• Aufgabe: Wandle die Zeilen der Daten, beginnend mit der Zeile mit „Draw the outline of every instance of the camera“ und weiter bis einschließlich zur letzten Zeile der Daten, in eine JSON-Liste von Strings um, mit einem String pro Zeile. Leerzeilen lässt du dabei weg.

Einträge zur Segmentierungsbeschriftung
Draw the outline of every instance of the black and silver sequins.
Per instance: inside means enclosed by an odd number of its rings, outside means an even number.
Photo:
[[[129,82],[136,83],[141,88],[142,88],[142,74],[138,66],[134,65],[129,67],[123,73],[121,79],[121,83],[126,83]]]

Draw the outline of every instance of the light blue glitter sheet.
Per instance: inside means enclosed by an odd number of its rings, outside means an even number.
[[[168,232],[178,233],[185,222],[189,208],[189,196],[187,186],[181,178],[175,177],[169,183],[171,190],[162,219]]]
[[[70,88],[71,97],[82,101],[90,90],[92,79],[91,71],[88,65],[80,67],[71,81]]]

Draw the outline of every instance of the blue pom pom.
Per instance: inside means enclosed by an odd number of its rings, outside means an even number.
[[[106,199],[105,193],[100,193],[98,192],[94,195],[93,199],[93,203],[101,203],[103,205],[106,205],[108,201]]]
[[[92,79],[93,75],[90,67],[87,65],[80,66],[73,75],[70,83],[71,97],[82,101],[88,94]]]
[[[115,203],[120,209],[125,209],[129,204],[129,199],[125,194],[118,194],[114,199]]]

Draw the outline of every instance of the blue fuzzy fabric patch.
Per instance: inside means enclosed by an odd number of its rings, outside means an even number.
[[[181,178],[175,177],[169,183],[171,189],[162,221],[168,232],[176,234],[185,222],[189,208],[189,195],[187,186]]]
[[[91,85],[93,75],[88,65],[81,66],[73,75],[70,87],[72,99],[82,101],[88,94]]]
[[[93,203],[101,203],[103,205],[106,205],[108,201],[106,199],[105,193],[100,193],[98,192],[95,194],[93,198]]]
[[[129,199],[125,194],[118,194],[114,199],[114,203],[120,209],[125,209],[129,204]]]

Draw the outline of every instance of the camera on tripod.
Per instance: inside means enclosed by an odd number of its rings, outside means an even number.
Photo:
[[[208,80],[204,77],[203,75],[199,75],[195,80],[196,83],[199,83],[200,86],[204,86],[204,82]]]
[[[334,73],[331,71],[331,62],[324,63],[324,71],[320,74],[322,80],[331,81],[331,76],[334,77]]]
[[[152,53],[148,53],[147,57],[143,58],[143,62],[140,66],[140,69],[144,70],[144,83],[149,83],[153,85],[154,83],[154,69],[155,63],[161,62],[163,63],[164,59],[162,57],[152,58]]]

• Schriftliche Antwort:
[
  "Draw the outline of every instance of the camera on tripod.",
  "Per instance: inside means enclosed by an odd number of its rings, outside means an even number.",
  "Photo:",
  "[[[208,80],[204,77],[203,75],[199,75],[195,80],[196,83],[199,83],[200,86],[204,86],[204,82]]]",
  "[[[334,73],[331,71],[331,62],[324,63],[324,71],[320,74],[322,80],[331,81],[331,76],[334,77]]]",
  "[[[152,53],[148,53],[147,57],[143,58],[143,62],[140,66],[140,69],[144,70],[144,83],[149,83],[153,85],[154,83],[154,69],[155,63],[161,62],[163,63],[164,59],[162,57],[152,58]]]"
]